= Source text =
-------------------------

We welcome any contributions, including suggested changes to the core parsed data. To contribute, fork this repository, make your changes in your fork, and submit a pull request.

Data Sources

The majority of the texts are transcriptions of a single speaker describing an event. Some dialogue appears at the beginning of the Sept29amfx3 text. XigAbaI_almostbittenbysnake, Sept29amfx3, and panther were recorded, transcribed, and translated by Daniel L. Everett. All other texts were initially recorded, transcribed and translated by Steve Sheldon in the 1970s. Some of the translations, word boundaries, and sentence boundaries have been since been edited to reflect the current best translation. The original sentence translations have been preserved in the first of the two glosses given above each sentence, except for in Katosbabyandthefire, for which these first glosses reflect a 2009 translation by Daniel L. Everett.

-------------------------

= Provided data =
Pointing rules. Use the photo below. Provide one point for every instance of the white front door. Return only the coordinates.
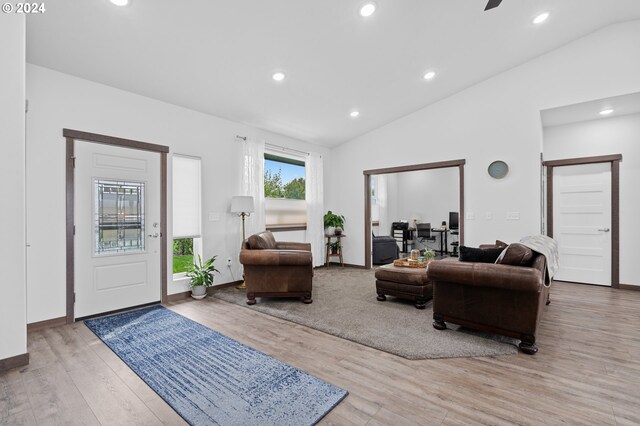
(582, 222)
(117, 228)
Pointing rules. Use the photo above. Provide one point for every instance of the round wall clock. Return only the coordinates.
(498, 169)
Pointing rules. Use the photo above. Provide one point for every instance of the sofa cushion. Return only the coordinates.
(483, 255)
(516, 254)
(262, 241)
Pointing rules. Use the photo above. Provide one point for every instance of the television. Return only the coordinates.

-------------------------

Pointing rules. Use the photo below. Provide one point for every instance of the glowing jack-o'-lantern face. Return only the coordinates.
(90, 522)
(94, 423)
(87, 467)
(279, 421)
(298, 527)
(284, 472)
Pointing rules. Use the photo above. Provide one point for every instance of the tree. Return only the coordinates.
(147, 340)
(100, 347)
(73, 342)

-------------------------

= Problems to solve =
A: Reproduce the text on contributions and data sources in full, word for word.
B: In the records, rewrite everything from the line containing "door. Return only the coordinates." down to the line containing "television. Return only the coordinates.", swapping "photo" for "image" and keeping all else the same. Omit the pictures.
The records are unrelated to the text.

= Final results =
A:
We welcome any contributions, including suggested changes to the core parsed data. To contribute, fork this repository, make your changes in your fork, and submit a pull request.

Data Sources

The majority of the texts are transcriptions of a single speaker describing an event. Some dialogue appears at the beginning of the Sept29amfx3 text. XigAbaI_almostbittenbysnake, Sept29amfx3, and panther were recorded, transcribed, and translated by Daniel L. Everett. All other texts were initially recorded, transcribed and translated by Steve Sheldon in the 1970s. Some of the translations, word boundaries, and sentence boundaries have been since been edited to reflect the current best translation. The original sentence translations have been preserved in the first of the two glosses given above each sentence, except for in Katosbabyandthefire, for which these first glosses reflect a 2009 translation by Daniel L. Everett.

B:
Pointing rules. Use the image below. Provide one point for every instance of the white front door. Return only the coordinates.
(582, 222)
(117, 228)
Pointing rules. Use the image above. Provide one point for every instance of the round wall clock. Return only the coordinates.
(498, 169)
Pointing rules. Use the image above. Provide one point for every instance of the sofa cushion. Return only the coordinates.
(483, 255)
(516, 254)
(262, 241)
Pointing rules. Use the image above. Provide one point for every instance of the television. Return only the coordinates.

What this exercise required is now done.